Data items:
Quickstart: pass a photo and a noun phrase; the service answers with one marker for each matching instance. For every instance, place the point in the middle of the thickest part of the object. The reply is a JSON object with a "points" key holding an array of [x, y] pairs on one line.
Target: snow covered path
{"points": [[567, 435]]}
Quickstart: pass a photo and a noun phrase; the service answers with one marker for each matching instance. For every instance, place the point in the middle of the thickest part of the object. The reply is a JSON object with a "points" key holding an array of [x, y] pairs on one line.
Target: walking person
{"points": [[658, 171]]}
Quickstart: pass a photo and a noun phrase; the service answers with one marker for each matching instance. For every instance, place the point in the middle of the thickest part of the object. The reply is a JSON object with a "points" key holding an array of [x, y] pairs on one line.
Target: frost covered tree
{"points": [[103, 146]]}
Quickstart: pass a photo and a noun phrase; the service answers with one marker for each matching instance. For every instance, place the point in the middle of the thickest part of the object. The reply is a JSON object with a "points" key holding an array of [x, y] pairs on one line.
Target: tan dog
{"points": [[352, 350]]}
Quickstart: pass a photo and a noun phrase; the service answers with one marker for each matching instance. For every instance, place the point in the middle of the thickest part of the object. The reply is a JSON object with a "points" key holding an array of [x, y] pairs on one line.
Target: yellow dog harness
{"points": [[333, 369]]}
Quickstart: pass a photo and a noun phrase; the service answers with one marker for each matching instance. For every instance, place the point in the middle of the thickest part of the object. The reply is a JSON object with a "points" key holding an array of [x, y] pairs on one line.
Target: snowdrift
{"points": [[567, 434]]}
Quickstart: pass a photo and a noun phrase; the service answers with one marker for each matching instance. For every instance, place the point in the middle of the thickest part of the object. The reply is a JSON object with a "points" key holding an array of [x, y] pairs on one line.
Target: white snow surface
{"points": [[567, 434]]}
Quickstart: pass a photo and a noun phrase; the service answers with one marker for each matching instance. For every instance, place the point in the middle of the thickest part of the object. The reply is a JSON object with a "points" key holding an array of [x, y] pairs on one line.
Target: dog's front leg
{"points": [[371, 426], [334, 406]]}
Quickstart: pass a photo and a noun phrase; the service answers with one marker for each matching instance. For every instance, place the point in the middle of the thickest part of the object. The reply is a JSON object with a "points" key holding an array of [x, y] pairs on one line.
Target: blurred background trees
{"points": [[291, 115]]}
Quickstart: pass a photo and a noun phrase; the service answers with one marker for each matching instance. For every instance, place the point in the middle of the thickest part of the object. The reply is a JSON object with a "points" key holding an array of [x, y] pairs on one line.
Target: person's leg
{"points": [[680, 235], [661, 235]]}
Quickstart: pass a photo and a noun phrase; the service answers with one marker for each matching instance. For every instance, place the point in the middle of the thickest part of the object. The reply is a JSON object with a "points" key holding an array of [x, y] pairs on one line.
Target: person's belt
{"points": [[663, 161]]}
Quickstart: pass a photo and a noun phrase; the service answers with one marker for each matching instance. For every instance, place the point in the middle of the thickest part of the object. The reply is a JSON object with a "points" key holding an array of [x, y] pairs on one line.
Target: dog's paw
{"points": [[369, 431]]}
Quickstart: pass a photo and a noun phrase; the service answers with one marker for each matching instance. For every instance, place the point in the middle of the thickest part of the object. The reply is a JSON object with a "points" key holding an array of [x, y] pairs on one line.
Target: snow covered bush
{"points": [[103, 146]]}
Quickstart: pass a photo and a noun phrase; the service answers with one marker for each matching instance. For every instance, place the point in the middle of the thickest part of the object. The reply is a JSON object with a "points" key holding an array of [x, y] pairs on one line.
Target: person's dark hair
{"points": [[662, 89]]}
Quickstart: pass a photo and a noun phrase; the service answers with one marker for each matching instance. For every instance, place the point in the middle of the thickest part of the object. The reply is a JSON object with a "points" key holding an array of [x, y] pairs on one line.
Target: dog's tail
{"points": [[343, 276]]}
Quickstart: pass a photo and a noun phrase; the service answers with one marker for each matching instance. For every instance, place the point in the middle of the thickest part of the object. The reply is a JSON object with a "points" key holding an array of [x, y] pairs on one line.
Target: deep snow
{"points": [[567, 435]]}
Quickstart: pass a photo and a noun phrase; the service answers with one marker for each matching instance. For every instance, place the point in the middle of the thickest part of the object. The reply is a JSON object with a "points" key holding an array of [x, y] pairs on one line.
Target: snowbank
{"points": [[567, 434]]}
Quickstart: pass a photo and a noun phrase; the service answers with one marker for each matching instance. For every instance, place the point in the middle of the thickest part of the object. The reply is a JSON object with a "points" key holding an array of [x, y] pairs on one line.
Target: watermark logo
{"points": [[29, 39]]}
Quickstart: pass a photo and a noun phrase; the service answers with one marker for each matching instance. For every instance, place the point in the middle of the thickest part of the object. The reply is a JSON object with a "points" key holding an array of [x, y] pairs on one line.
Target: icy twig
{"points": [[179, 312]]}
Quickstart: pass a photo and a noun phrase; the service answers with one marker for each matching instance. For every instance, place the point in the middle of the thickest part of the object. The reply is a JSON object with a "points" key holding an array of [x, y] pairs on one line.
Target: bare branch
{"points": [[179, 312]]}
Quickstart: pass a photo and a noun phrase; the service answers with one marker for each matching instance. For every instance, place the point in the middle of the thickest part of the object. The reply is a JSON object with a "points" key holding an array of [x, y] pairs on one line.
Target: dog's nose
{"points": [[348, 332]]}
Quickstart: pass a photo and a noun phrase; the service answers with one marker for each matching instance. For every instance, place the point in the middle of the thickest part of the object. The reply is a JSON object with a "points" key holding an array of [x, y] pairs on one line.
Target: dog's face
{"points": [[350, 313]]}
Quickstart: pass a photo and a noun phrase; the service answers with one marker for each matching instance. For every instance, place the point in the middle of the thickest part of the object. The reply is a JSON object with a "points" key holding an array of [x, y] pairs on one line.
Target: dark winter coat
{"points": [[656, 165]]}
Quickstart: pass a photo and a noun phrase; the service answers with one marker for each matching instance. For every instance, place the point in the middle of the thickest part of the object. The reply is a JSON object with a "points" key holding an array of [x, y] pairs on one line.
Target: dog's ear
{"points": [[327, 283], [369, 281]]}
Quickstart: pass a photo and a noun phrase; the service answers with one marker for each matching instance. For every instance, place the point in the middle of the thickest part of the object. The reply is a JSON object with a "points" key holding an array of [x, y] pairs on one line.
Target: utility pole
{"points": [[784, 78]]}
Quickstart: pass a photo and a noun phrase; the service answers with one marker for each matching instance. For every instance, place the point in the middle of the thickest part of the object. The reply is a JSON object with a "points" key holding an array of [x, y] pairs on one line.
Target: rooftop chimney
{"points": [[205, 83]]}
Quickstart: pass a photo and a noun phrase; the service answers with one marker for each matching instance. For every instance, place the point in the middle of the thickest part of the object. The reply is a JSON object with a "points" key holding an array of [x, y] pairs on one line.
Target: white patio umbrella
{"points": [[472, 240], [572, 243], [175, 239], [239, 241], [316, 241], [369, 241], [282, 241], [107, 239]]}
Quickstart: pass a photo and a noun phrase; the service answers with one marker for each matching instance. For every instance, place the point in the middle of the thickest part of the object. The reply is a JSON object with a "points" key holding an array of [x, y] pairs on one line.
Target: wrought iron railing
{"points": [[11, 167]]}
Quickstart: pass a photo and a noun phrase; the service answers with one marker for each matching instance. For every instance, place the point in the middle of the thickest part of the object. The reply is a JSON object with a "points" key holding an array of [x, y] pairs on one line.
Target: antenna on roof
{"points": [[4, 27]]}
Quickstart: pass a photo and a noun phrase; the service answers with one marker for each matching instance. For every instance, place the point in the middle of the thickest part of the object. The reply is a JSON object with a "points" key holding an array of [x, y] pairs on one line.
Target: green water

_Required work_
Above are some records. Print them all exactly.

_Exercise result_
Quickstart: pass a photo and a noun phrase; the service answers with one marker for each matching instance. For every instance, place the point in the middle of the thickest part of the object. The reply is a JSON object with a "points" key holding an array of [x, y] pairs on one line.
Target: snow covered path
{"points": [[567, 435]]}
Quickstart: pass a photo and a noun phrase; the service answers with one marker for each matching instance. For every instance, place the point in the middle of the thickest part of the object. The reply is a JSON object with a "points" key holding an array of [x, y] pairs on one line.
Target: walking person
{"points": [[658, 171]]}
Quickstart: pass a photo and a noun phrase; the service answers with one marker for each matching instance. For every instance, place the point in the middle of the thickest part of the object. The reply is a JSON object with a "points" key holding an array of [x, y] pairs on one line.
Target: frost covered tree
{"points": [[103, 146]]}
Quickstart: pass a photo and a noun phrase; the service answers with one marker for each matching instance. For every instance, place the point in the middle of the thickest part of the object. The reply is a JSON object with a "points" key holding an array of [x, y] pairs on one line.
Target: tan dog
{"points": [[352, 350]]}
Quickstart: pass a photo and a noun phrase; the service answers with one marker for each matching instance. For every instance, place the point in the middle of the thickest part of the object. The reply is a JSON object with a "points" key holding an array of [x, y] pairs on one line.
Target: yellow dog harness
{"points": [[333, 369]]}
Quickstart: pass a photo and a noun phrase; the service answers with one marker for each matching instance. For every instance, place the point in the middle of the thickest part of the object. The reply is a JSON object with a "points" key holding an array of [x, y] pairs on one line.
Target: snowdrift
{"points": [[567, 434]]}
Quickstart: pass a photo and a noun phrase; the service answers with one marker for each matching instance. For every instance, place the point in the middle of the thickest part of the object. The reply is a JSON object with a "points" key holding an array of [x, y] pairs on one line.
Target: white snow surface
{"points": [[567, 434]]}
Quickstart: pass a photo and a noun phrase; the service answers with one marker for each matching instance. For every instance, place the point in the middle of the thickest part of the object. The reply is a JSON object with a "points" key holding an array of [x, y] pairs on one line.
Target: dog's front leg
{"points": [[371, 426], [334, 406]]}
Quickstart: pass a photo and a noun phrase; the service answers with one marker for each matching instance. For every instance, place the point in the middle of the thickest part of the object. The reply is a JSON object with a "points" key holding an array of [x, y] pairs on one line.
Target: blurred background trees
{"points": [[291, 115]]}
Quickstart: pass a photo and a noun phrase; the service answers with one marker for each matching instance. For every instance, place the point in the middle of the thickest part of the object. The reply is a JSON object with a "points" key holding an array of [x, y] pairs on one line.
Target: person's leg
{"points": [[680, 235], [661, 235]]}
Quickstart: pass a photo and a noun phrase; the service answers with one marker for each matching instance. For every instance, place the point in the middle of the thickest part of the object. The reply is a JSON object with a "points" key holding an array of [x, y] pairs on one line.
Target: person's belt
{"points": [[663, 161]]}
Quickstart: pass a photo and a noun phrase; the service answers with one marker for each matching instance. For every instance, place the point in the middle of the thickest part of the object. The reply is a JSON object with a "points" key holding an array of [x, y] pairs on one line.
Target: dog's paw
{"points": [[369, 431]]}
Quickstart: pass a photo and a noun phrase; the service answers with one marker for each matching instance. For every instance, place the point in the middle of the thickest part of the object. The reply is a JSON object with a "points" key holding an array of [x, y] pairs on one line.
Target: snow covered bush
{"points": [[103, 146]]}
Quickstart: pass a photo and a noun phrase; the service answers with one marker for each matching instance. For every instance, place the point in the middle of the thickest part of the object. The reply is a JSON object with a "points" key holding an array of [x, y] pairs on one line.
Target: person's dark hair
{"points": [[662, 89]]}
Quickstart: pass a photo and a noun phrase; the service answers with one marker for each matching instance. For every instance, place the point in the middle of the thickest part of the object. The reply is a JSON object with a "points" key holding an array of [x, y] pairs on one line.
Target: dog's tail
{"points": [[343, 276]]}
Quickstart: pass a photo and a noun phrase; the service answers with one marker for each matching instance. For every instance, place the point in the middle of the thickest part of the object. The reply is a JSON object with a "points" key holding an array of [x, y] pairs on one line.
Target: deep snow
{"points": [[567, 435]]}
Quickstart: pass a photo and a noun phrase; the service answers with one marker for each matching instance. For every instance, place the point in the middle of the thickest part of the object. The reply is a JSON object with a "points" key holding an array of [x, y] pairs on one line.
Target: snowbank
{"points": [[567, 434]]}
Quickstart: pass a photo and a noun phrase; the service answers with one marker for each matching instance. For every instance, place the point in the middle of the thickest part of the object. The reply is a JSON object with a "points" key holding an array of [x, y] pairs on one line.
Target: watermark logo
{"points": [[29, 39]]}
Quickstart: pass a photo and a noun phrase; the service answers with one marker for each matching instance. For every instance, place the point in the middle of the thickest part of the object. The reply is a JSON object with a "points" key holding an array of [x, y] pairs on one line.
Target: icy twig
{"points": [[179, 312]]}
Quickstart: pass a photo and a noun phrase; the service answers with one marker for each matching instance. For every instance, place the point in the middle of the thickest part of the object. The reply is a JSON object with a "points" key holding an array of [x, y] pairs on one line.
Target: bare branch
{"points": [[179, 312]]}
Quickstart: pass a photo and a noun phrase; the service answers with one marker for each matching instance. For every instance, place the point in the middle of the thickest part of the object. The reply is a JSON object with a "points" key holding an array of [x, y] pairs on one line.
Target: dog's nose
{"points": [[348, 332]]}
Quickstart: pass a photo and a noun phrase; the service answers with one marker for each matching instance. For every instance, place the point in the middle of the thickest part of the object. The reply is a JSON object with a "points" key holding an array of [x, y] pairs on one line.
Target: dog's face
{"points": [[350, 313]]}
Quickstart: pass a photo and a noun phrase; the service answers with one marker for each matching instance. For every instance, place the point in the middle of the thickest part of the object. The reply is a JSON object with a "points" key holding an array of [x, y] pairs on one line.
Target: dark winter coat
{"points": [[656, 165]]}
Quickstart: pass a photo and a noun phrase; the service answers with one marker for each matching instance. For every instance, place the point in the middle of the thickest part of the object. The reply is a JSON object with a "points" key holding an array of [x, y] pairs on one line.
Target: dog's ear
{"points": [[327, 283], [369, 281]]}
Quickstart: pass a photo and a noun phrase; the service answers with one marker for each matching instance. For every instance, place the point in the middle of the thickest part of the object. The reply is a JSON object with a "points" key holding an array of [x, y] pairs on one line.
Target: utility pole
{"points": [[784, 78]]}
Quickstart: pass a photo and a noun phrase; the service answers with one marker for each matching instance. For every instance, place the point in the middle of the thickest part of the object. The reply is a JSON object with a "points" key holding an array of [x, y] pairs on one line.
Target: rooftop chimney
{"points": [[205, 83]]}
Quickstart: pass a photo and a noun phrase; the service answers with one marker for each matching instance. For every instance, place the point in the middle of the thickest part of the object. The reply is a JSON object with a "points" key holding an array of [x, y] pairs on one line.
Target: white patio umbrella
{"points": [[472, 240], [572, 243], [175, 239], [239, 241], [316, 241], [369, 241], [282, 241], [107, 239]]}
Quickstart: pass a photo and a noun phrase; the service answers with one marker for each matching instance. For every instance, place the point in the middle of the thickest part of the object. The reply is a JSON object with a "points" key holding an array of [x, y] pairs on one line.
Target: wrought iron railing
{"points": [[11, 167]]}
Quickstart: pass a photo and a noun phrase; the service answers with one marker for each matching instance. For every instance, place the point in the middle of the thickest part of the object. The reply is a JSON object with a "points" key holding an array of [x, y] pairs on one line.
Target: antenna on roof
{"points": [[4, 27]]}
Quickstart: pass a photo and a noun phrase; the service answers with one marker for each matching instance. For every instance, place the point in the middle of the thickest part of the object. The reply is a JSON object with a "points" key holding an array of [x, y] pairs on one line.
Target: green water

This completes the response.